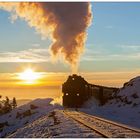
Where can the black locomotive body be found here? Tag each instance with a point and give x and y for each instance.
(76, 91)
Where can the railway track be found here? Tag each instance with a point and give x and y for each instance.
(106, 128)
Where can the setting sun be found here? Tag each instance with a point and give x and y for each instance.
(29, 76)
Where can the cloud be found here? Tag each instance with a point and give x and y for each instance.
(30, 55)
(64, 23)
(104, 55)
(109, 27)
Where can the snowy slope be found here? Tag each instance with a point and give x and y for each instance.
(25, 114)
(123, 108)
(54, 125)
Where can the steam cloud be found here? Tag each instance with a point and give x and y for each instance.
(64, 22)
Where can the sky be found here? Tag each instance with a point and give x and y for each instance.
(111, 57)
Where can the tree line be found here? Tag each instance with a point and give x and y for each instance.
(6, 105)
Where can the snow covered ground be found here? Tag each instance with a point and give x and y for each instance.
(123, 108)
(25, 114)
(54, 125)
(32, 119)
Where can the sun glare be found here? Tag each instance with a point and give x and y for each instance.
(29, 76)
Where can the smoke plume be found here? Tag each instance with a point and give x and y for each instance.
(64, 22)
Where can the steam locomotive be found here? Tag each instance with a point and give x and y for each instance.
(76, 91)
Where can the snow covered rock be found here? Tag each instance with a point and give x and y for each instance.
(25, 114)
(124, 107)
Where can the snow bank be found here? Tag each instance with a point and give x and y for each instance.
(25, 114)
(123, 108)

^^^^

Exercise aim - An exact copy of the lines from the one containing "Where can the snow covered rock" through the end of the data above is the whole answer.

Expected output -
Where can the snow covered rock be found here? Tag each instance with a point and give x and y for each instance.
(25, 114)
(124, 107)
Where can the snow bank be found here? Tag each instance with a point and give x and y for each instance.
(25, 114)
(123, 108)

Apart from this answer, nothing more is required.